**What is asked**
Please write out the entries below again, swapping "high-rise building" for "skyscraper" in all of them and keeping everything else the same. Don't include the pictures in your answer.

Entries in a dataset
==============================

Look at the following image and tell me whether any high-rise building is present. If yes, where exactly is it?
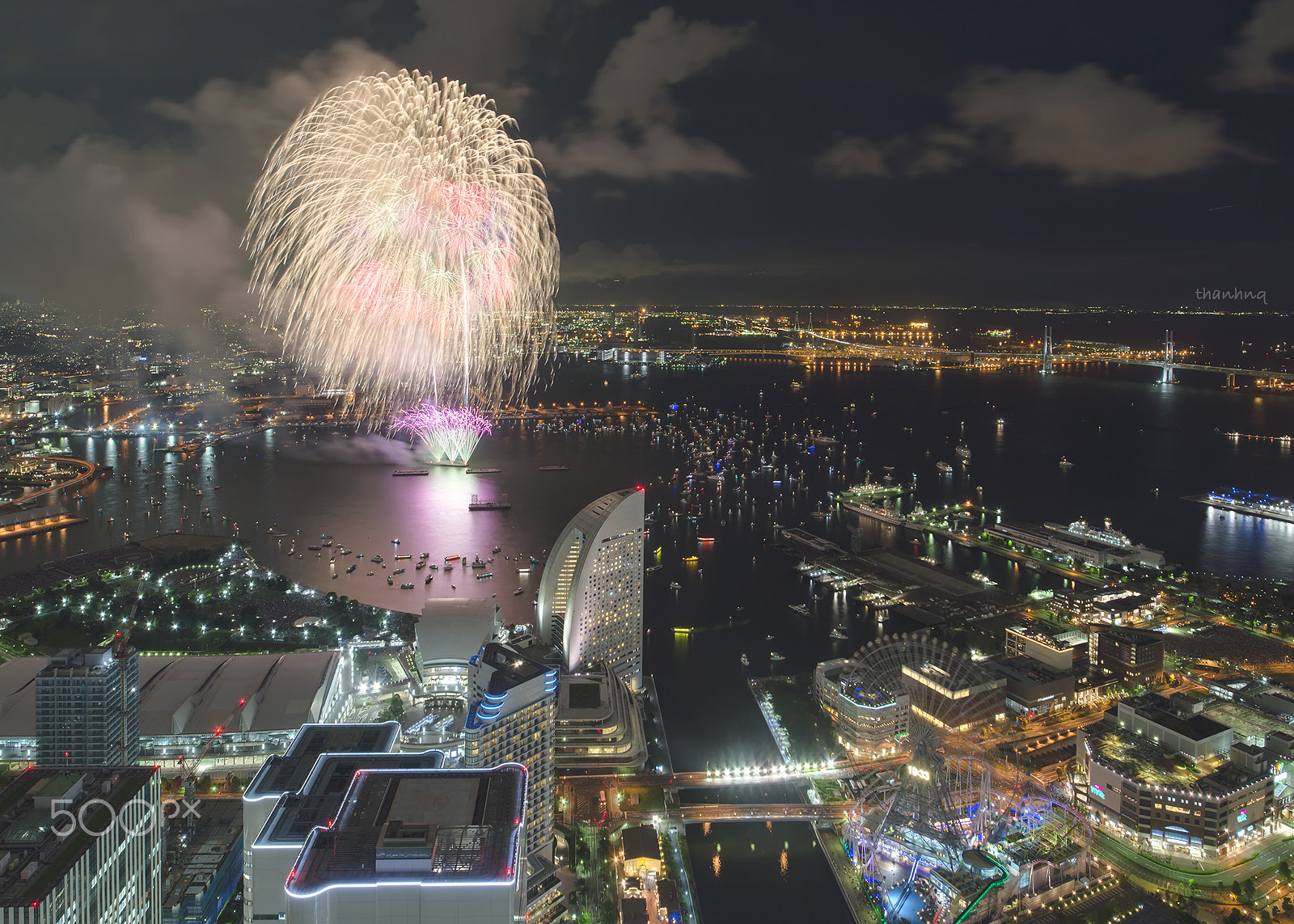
[242,722,400,924]
[0,763,164,924]
[535,491,645,692]
[463,638,559,859]
[285,763,526,924]
[243,750,444,922]
[1089,627,1163,683]
[36,646,140,766]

==============================

**Exercise result**
Look at the following image and tell me whether any skyscraper is present. If yes, where exactly is it?
[242,722,400,924]
[0,763,164,924]
[535,491,645,692]
[463,638,559,859]
[285,763,526,924]
[243,750,444,922]
[1089,627,1163,683]
[36,646,140,766]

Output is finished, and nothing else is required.